[Collected data entries]
★ ★ ★

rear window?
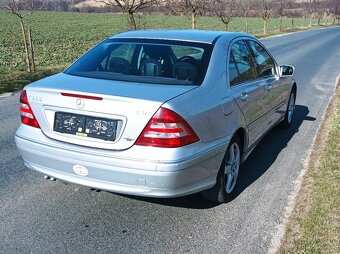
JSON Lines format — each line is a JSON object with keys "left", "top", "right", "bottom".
{"left": 65, "top": 39, "right": 213, "bottom": 85}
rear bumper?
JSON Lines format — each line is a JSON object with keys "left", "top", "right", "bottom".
{"left": 15, "top": 130, "right": 226, "bottom": 198}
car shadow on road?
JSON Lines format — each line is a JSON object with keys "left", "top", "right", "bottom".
{"left": 231, "top": 104, "right": 315, "bottom": 201}
{"left": 115, "top": 105, "right": 314, "bottom": 209}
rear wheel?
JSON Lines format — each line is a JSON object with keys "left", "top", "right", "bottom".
{"left": 280, "top": 90, "right": 296, "bottom": 128}
{"left": 201, "top": 136, "right": 241, "bottom": 203}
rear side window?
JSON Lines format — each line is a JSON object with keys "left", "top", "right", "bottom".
{"left": 65, "top": 39, "right": 212, "bottom": 86}
{"left": 247, "top": 40, "right": 276, "bottom": 77}
{"left": 229, "top": 52, "right": 241, "bottom": 86}
{"left": 229, "top": 40, "right": 257, "bottom": 85}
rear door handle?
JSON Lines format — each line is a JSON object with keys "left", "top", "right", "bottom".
{"left": 240, "top": 92, "right": 250, "bottom": 102}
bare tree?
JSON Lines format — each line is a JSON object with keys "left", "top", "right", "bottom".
{"left": 285, "top": 0, "right": 298, "bottom": 30}
{"left": 166, "top": 0, "right": 208, "bottom": 29}
{"left": 321, "top": 0, "right": 338, "bottom": 26}
{"left": 256, "top": 0, "right": 275, "bottom": 35}
{"left": 327, "top": 0, "right": 340, "bottom": 25}
{"left": 98, "top": 0, "right": 158, "bottom": 30}
{"left": 0, "top": 0, "right": 43, "bottom": 72}
{"left": 305, "top": 0, "right": 320, "bottom": 27}
{"left": 315, "top": 0, "right": 324, "bottom": 26}
{"left": 212, "top": 0, "right": 238, "bottom": 31}
{"left": 274, "top": 0, "right": 288, "bottom": 31}
{"left": 239, "top": 0, "right": 253, "bottom": 33}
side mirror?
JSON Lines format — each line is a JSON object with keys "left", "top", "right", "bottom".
{"left": 279, "top": 65, "right": 295, "bottom": 77}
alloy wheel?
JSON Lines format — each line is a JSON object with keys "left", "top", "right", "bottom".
{"left": 224, "top": 142, "right": 241, "bottom": 193}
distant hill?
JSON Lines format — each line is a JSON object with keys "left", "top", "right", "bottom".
{"left": 74, "top": 0, "right": 106, "bottom": 9}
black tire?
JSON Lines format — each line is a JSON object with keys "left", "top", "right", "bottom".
{"left": 201, "top": 135, "right": 242, "bottom": 203}
{"left": 280, "top": 90, "right": 296, "bottom": 129}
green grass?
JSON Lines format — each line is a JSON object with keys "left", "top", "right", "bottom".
{"left": 0, "top": 10, "right": 337, "bottom": 93}
{"left": 280, "top": 84, "right": 340, "bottom": 253}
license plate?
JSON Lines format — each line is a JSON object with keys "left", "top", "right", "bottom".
{"left": 53, "top": 112, "right": 117, "bottom": 141}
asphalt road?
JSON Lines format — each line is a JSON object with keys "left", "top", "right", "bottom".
{"left": 1, "top": 27, "right": 339, "bottom": 254}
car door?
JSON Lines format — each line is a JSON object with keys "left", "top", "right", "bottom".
{"left": 246, "top": 39, "right": 287, "bottom": 128}
{"left": 228, "top": 40, "right": 268, "bottom": 147}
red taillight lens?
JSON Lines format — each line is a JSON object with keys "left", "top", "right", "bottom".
{"left": 20, "top": 90, "right": 40, "bottom": 128}
{"left": 135, "top": 107, "right": 199, "bottom": 148}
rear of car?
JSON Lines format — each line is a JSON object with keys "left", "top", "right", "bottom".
{"left": 15, "top": 34, "right": 227, "bottom": 197}
{"left": 15, "top": 30, "right": 296, "bottom": 201}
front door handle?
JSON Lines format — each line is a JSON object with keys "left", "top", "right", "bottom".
{"left": 240, "top": 91, "right": 250, "bottom": 102}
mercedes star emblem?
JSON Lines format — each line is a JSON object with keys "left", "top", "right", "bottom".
{"left": 76, "top": 98, "right": 85, "bottom": 109}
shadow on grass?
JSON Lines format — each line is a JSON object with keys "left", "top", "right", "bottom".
{"left": 114, "top": 105, "right": 315, "bottom": 209}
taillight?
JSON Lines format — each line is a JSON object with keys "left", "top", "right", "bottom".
{"left": 20, "top": 90, "right": 40, "bottom": 128}
{"left": 135, "top": 107, "right": 199, "bottom": 148}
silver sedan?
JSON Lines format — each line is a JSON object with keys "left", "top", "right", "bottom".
{"left": 15, "top": 30, "right": 296, "bottom": 203}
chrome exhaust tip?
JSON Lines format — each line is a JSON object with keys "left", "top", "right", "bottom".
{"left": 43, "top": 175, "right": 57, "bottom": 181}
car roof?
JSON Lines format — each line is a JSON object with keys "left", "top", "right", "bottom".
{"left": 110, "top": 30, "right": 251, "bottom": 44}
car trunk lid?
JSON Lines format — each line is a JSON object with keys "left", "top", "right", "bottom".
{"left": 26, "top": 73, "right": 197, "bottom": 150}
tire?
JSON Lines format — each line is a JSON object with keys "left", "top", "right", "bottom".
{"left": 201, "top": 135, "right": 241, "bottom": 203}
{"left": 280, "top": 90, "right": 296, "bottom": 129}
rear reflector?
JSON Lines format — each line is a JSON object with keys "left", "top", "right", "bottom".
{"left": 20, "top": 90, "right": 40, "bottom": 128}
{"left": 61, "top": 92, "right": 103, "bottom": 101}
{"left": 135, "top": 107, "right": 199, "bottom": 148}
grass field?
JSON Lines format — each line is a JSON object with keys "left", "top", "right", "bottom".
{"left": 279, "top": 81, "right": 340, "bottom": 254}
{"left": 0, "top": 10, "right": 336, "bottom": 93}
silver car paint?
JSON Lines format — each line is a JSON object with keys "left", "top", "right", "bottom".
{"left": 15, "top": 30, "right": 295, "bottom": 197}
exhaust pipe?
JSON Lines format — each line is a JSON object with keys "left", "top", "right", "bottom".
{"left": 43, "top": 175, "right": 57, "bottom": 181}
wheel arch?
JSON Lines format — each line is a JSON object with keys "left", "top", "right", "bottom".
{"left": 292, "top": 82, "right": 297, "bottom": 98}
{"left": 234, "top": 127, "right": 247, "bottom": 154}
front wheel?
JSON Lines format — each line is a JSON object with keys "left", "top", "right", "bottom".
{"left": 280, "top": 90, "right": 296, "bottom": 129}
{"left": 201, "top": 136, "right": 241, "bottom": 203}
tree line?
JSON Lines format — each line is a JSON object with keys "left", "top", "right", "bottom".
{"left": 99, "top": 0, "right": 339, "bottom": 32}
{"left": 1, "top": 0, "right": 339, "bottom": 73}
{"left": 2, "top": 0, "right": 340, "bottom": 32}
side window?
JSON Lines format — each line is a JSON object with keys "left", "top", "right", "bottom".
{"left": 247, "top": 40, "right": 276, "bottom": 78}
{"left": 230, "top": 40, "right": 257, "bottom": 84}
{"left": 229, "top": 52, "right": 240, "bottom": 86}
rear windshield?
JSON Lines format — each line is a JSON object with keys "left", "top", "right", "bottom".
{"left": 65, "top": 39, "right": 213, "bottom": 85}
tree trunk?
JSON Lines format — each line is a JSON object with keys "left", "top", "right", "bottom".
{"left": 225, "top": 22, "right": 229, "bottom": 31}
{"left": 28, "top": 28, "right": 35, "bottom": 71}
{"left": 279, "top": 16, "right": 283, "bottom": 31}
{"left": 263, "top": 18, "right": 268, "bottom": 35}
{"left": 291, "top": 17, "right": 294, "bottom": 30}
{"left": 317, "top": 18, "right": 321, "bottom": 26}
{"left": 128, "top": 12, "right": 137, "bottom": 30}
{"left": 309, "top": 16, "right": 312, "bottom": 27}
{"left": 19, "top": 18, "right": 31, "bottom": 73}
{"left": 191, "top": 12, "right": 197, "bottom": 29}
{"left": 332, "top": 18, "right": 336, "bottom": 26}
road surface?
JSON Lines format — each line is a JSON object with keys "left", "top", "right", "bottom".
{"left": 0, "top": 27, "right": 339, "bottom": 254}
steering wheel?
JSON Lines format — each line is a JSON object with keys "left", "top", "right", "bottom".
{"left": 177, "top": 56, "right": 197, "bottom": 65}
{"left": 109, "top": 57, "right": 130, "bottom": 74}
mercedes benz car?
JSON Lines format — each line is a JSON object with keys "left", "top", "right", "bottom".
{"left": 15, "top": 30, "right": 296, "bottom": 203}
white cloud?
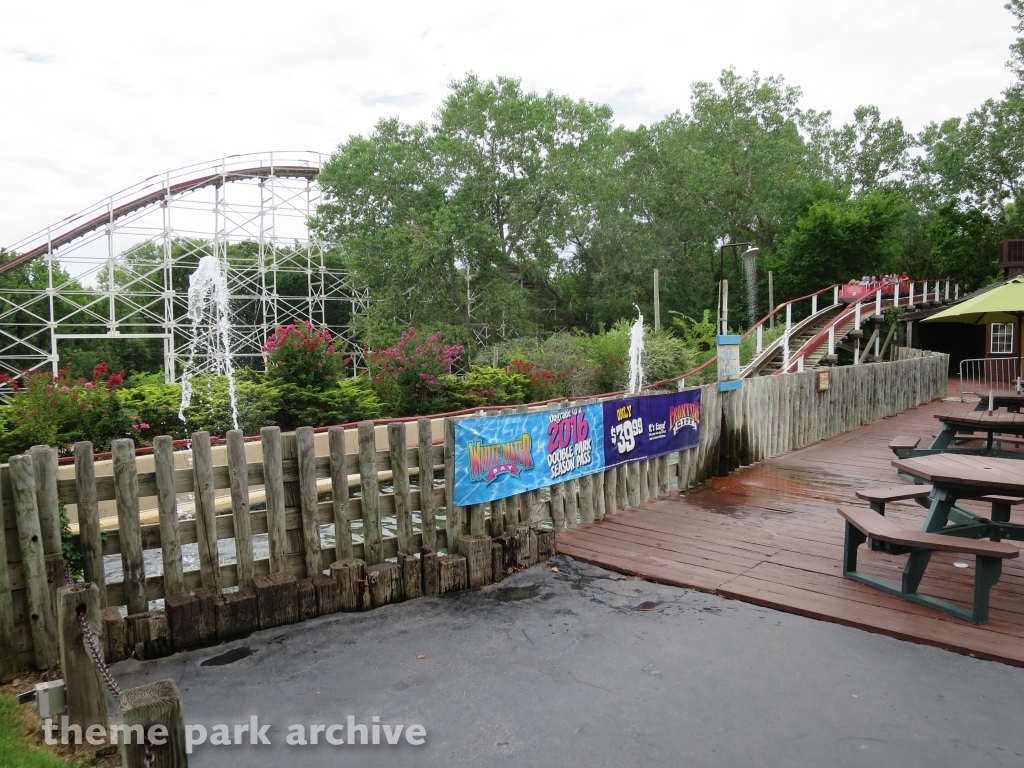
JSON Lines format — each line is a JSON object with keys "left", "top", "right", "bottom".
{"left": 0, "top": 0, "right": 1017, "bottom": 245}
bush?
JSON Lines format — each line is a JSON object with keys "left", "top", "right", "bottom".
{"left": 0, "top": 363, "right": 133, "bottom": 460}
{"left": 506, "top": 358, "right": 563, "bottom": 401}
{"left": 116, "top": 373, "right": 186, "bottom": 441}
{"left": 265, "top": 321, "right": 348, "bottom": 390}
{"left": 272, "top": 378, "right": 383, "bottom": 430}
{"left": 367, "top": 328, "right": 464, "bottom": 416}
{"left": 439, "top": 366, "right": 530, "bottom": 410}
{"left": 181, "top": 373, "right": 280, "bottom": 437}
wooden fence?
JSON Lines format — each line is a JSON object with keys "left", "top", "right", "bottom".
{"left": 0, "top": 351, "right": 949, "bottom": 678}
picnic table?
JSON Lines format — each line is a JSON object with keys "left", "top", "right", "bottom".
{"left": 972, "top": 391, "right": 1024, "bottom": 412}
{"left": 891, "top": 453, "right": 1024, "bottom": 541}
{"left": 889, "top": 408, "right": 1024, "bottom": 460}
{"left": 836, "top": 453, "right": 1024, "bottom": 624}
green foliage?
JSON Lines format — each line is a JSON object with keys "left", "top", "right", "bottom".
{"left": 271, "top": 378, "right": 383, "bottom": 431}
{"left": 766, "top": 190, "right": 909, "bottom": 299}
{"left": 439, "top": 366, "right": 530, "bottom": 410}
{"left": 0, "top": 365, "right": 133, "bottom": 461}
{"left": 671, "top": 310, "right": 718, "bottom": 352}
{"left": 180, "top": 374, "right": 280, "bottom": 437}
{"left": 59, "top": 501, "right": 83, "bottom": 581}
{"left": 116, "top": 373, "right": 186, "bottom": 441}
{"left": 0, "top": 690, "right": 86, "bottom": 768}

★ ★ ★

> [WHAT THIS TASK INVOLVES]
The first line of the entries, the line containing "rear wheel?", and every line between them are to be output exactly; pictures are not.

> [RESPONSE BELOW]
rear window?
JSON Lines format — each line is a JSON object with keys "left", "top", "right", "bottom".
{"left": 65, "top": 39, "right": 213, "bottom": 85}
rear bumper?
JSON Lines format — each line is a JSON object with keys "left", "top", "right", "bottom".
{"left": 15, "top": 130, "right": 226, "bottom": 198}
car shadow on road?
JSON Lines format — each line is a JSON object with keys "left", "top", "right", "bottom".
{"left": 231, "top": 104, "right": 315, "bottom": 201}
{"left": 115, "top": 105, "right": 314, "bottom": 209}
rear wheel?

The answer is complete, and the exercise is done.